- [Texte du document]
————————

Je conçois que des personnes souhaitent se marier avec une personne aimée. Mais quelle cohérence aurait un Législateur qui bénirait le mariage entre personnes de même sexe, mais condamneraient ceux qui aiment mais se voient restreints par les règles constitutives de semblable manière ?
–Terminons avec la PMA/GPA. Je dois avouer que c’est la réponse la plus fragile du tout. Le Législateur ne veut pas de la GPA…Donc elle ne sera pas ? C’est oublier ce fameux principe égalitaire qui orne nos frontons. Si une assistance à la procréation est ouverte aux femmes en couples (mariées ou pas), cette aide doit nécessairement être ouverte aux hommes répondant aux mêmes conditions, sinon il y a, effectivement, violation de l’article 1er de la Constitution et discrimination en raison du sexe. La DDHC sauve, bien sur, le Législateur, en lui offrant la possibilité de discriminer. Mais encore faut-il une raison d’intérêt général pour justifier semblable chose. Je crains que le souhait du Législateur ne soit pas suffisant pour porter atteinte à l’égalité en droits garantie par la DDHC (1) et pour répondre aux exigences posées par celle-ci sur le plan de la loi (2).

————————

- [Vos tâches]
[1] D'après le texte du document, à qui une assistance à la procréation ouverte aux femmes en couple doit-elle nécessairement être ouverte aussi ?
[2] Pouvez-vous reproduire mot pour mot le passage du texte du document qui va de « Je conçois que » à « semblable manière ? » ?

- [Liste enregistrée]
————————

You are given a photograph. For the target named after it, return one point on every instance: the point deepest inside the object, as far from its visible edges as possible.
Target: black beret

————————

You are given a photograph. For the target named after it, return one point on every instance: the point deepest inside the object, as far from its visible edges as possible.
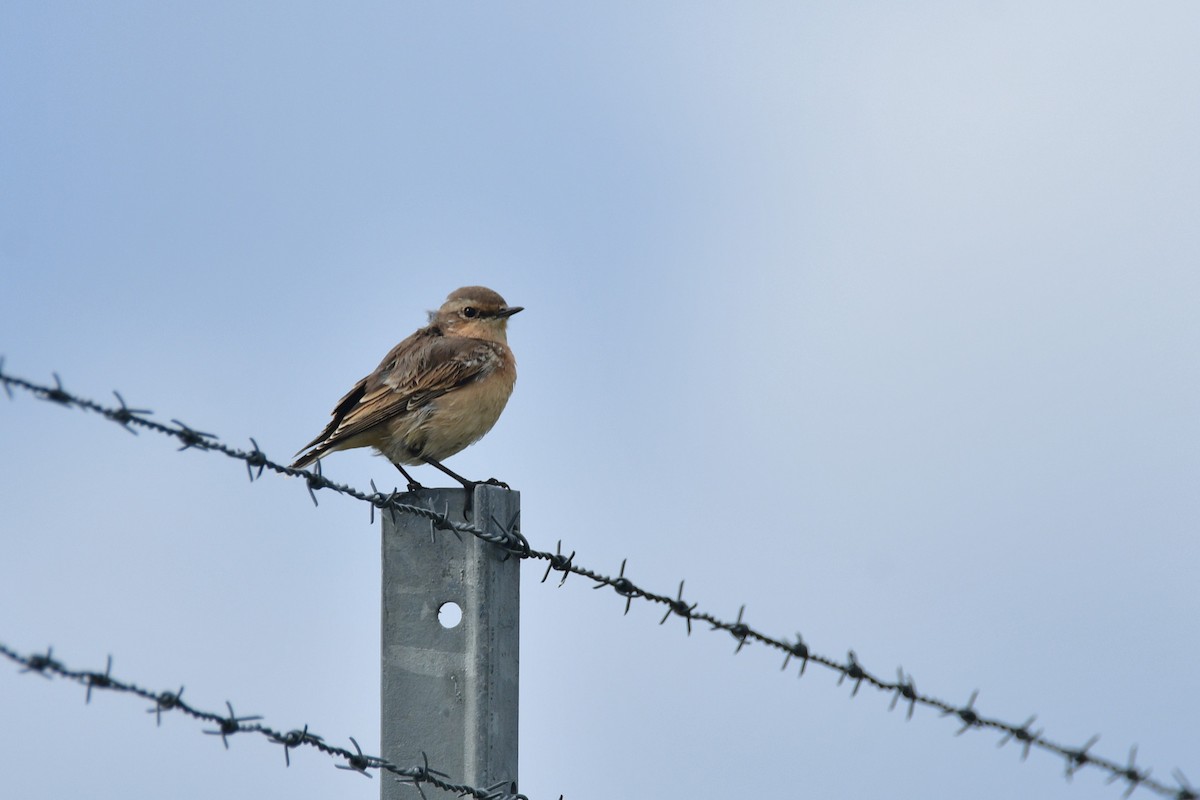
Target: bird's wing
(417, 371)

————————

- [Corrigé]
[1] Aux hommes répondant aux mêmes conditions.

[2]
Je conçois que des personnes souhaitent se marier avec une personne aimée. Mais quelle cohérence aurait un Législateur qui bénirait le mariage entre personnes de même sexe, mais condamneraient ceux qui aiment mais se voient restreints par les règles constitutives de semblable manière ?